Data records
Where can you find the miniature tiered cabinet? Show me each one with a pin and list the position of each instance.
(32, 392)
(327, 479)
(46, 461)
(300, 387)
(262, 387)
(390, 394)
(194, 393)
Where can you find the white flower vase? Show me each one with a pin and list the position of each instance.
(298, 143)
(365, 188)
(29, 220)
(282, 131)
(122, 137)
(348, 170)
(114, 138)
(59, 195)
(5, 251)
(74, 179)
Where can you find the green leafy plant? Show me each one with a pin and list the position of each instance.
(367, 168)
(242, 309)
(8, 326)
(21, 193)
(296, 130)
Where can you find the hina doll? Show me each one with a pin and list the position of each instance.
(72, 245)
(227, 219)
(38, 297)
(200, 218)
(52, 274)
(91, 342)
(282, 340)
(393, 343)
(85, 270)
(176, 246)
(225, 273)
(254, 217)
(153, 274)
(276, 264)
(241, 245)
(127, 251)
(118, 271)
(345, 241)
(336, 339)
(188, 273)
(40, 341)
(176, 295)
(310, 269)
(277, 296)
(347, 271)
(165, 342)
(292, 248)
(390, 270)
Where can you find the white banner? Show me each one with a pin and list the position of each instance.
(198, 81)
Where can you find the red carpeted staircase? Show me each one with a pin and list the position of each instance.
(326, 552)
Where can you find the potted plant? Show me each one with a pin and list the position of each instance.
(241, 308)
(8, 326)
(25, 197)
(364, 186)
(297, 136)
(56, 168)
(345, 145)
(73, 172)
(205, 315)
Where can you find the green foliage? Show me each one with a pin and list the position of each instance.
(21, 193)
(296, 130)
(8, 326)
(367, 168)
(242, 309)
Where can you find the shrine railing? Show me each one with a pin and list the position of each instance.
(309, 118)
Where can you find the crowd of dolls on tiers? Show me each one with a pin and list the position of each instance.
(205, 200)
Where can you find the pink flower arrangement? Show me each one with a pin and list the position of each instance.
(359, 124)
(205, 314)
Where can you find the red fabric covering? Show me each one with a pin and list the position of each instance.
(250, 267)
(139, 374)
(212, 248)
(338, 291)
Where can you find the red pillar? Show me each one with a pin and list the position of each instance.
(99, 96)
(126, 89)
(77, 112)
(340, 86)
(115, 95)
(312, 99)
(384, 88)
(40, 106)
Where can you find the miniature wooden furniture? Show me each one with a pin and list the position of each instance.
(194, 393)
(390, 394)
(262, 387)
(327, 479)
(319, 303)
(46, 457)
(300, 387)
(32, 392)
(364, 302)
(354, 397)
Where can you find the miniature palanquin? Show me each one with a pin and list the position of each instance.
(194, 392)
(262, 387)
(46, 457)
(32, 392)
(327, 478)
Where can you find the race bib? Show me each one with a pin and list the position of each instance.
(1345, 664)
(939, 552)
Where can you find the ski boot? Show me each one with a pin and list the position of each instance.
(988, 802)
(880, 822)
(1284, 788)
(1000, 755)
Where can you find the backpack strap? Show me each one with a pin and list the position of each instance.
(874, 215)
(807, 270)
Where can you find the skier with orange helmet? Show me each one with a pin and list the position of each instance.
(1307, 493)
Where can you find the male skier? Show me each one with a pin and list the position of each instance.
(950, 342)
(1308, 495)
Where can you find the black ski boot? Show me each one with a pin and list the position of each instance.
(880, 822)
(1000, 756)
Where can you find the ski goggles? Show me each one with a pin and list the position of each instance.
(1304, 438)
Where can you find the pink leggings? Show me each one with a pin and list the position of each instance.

What is expected
The records above are to be returned exactly as they appear.

Written reply
Where can you find the miniature tiered cabinet? Show me each one with a pin and list the position of each instance.
(32, 392)
(327, 479)
(46, 461)
(300, 387)
(262, 387)
(390, 394)
(194, 393)
Where can you find the white flower vase? Show me each one with a pin and list the position of each instance.
(298, 143)
(365, 188)
(29, 220)
(282, 131)
(122, 137)
(348, 170)
(114, 138)
(59, 195)
(5, 251)
(74, 179)
Where can you find the green leafy plant? Show me each one with a pin and list the position of each instance.
(367, 168)
(242, 309)
(8, 326)
(21, 193)
(296, 130)
Where can you find the hina doll? Show me each one with a pin and list the position of each instance.
(72, 245)
(227, 219)
(38, 297)
(200, 218)
(52, 274)
(91, 342)
(282, 340)
(393, 343)
(85, 270)
(176, 246)
(225, 273)
(254, 217)
(153, 274)
(276, 264)
(241, 245)
(127, 251)
(118, 271)
(345, 241)
(336, 339)
(188, 273)
(40, 341)
(176, 295)
(310, 269)
(277, 296)
(347, 271)
(165, 342)
(292, 248)
(390, 270)
Where can you find the white banner? Show me each one with a pin and list the position of each instance.
(198, 81)
Where can you find the red carpeted staircase? Show me each one with a pin and list the position of each instance.
(326, 552)
Where can you find the potted plant? Show me each one with a pin and list the position of each instance.
(241, 308)
(8, 326)
(25, 197)
(364, 186)
(297, 136)
(56, 168)
(345, 145)
(73, 172)
(205, 315)
Where can you find the green foliage? Show me each one with a pin and list the position of each instance.
(21, 193)
(296, 130)
(8, 326)
(367, 168)
(242, 309)
Where can you find the shrine railing? Show me each one with a pin and list the position of each instance.
(309, 118)
Where can you find the crowd of dolls on tiers? Show me each one with a pin and list the position of each instance.
(205, 200)
Where can you find the pink flower arrangement? Show me each one with a pin and list the position of each instance.
(359, 124)
(205, 314)
Where can you find the red fabric covering? Show me each one with a pin and list the position of each instance.
(250, 267)
(139, 374)
(212, 248)
(338, 291)
Where can you find the red pillar? Show me each one with a pin and list the position of each instance.
(99, 96)
(126, 89)
(77, 112)
(340, 86)
(115, 95)
(312, 99)
(384, 88)
(40, 106)
Where can you find the miniature wooden furniture? Show me each one with a pin and list the position of each instance.
(194, 393)
(390, 394)
(262, 387)
(327, 479)
(319, 303)
(46, 457)
(300, 387)
(32, 392)
(364, 302)
(354, 397)
Where can you find the miniature palanquin? Show me each one with a pin and list the position of each instance.
(194, 392)
(262, 387)
(46, 457)
(32, 392)
(327, 478)
Where can you find the race bib? Show me each one with a pin and list the position of each instance.
(1345, 664)
(939, 552)
Where can you find the ski boot? Show me each one with a pin and list the position of each instance.
(988, 802)
(880, 822)
(1284, 788)
(1000, 755)
Where can you find the backpack strap? Show me each one with a pin and list the position of each instance.
(874, 215)
(807, 270)
Where can you find the skier with orange helmet? Show me each one with a pin and list the position of each instance.
(1307, 493)
Where can you find the male skier? Show me each one with a pin and list the position of each instance.
(950, 342)
(1308, 495)
Where can you find the black ski boot? Show me each one with a pin and list the position of each instance.
(880, 822)
(1000, 756)
Where can you find the ski goggles? Show me each one with a pin and list the position of each instance.
(1304, 438)
Where can you find the pink leggings? Show me each one with a pin and list the position of each instance.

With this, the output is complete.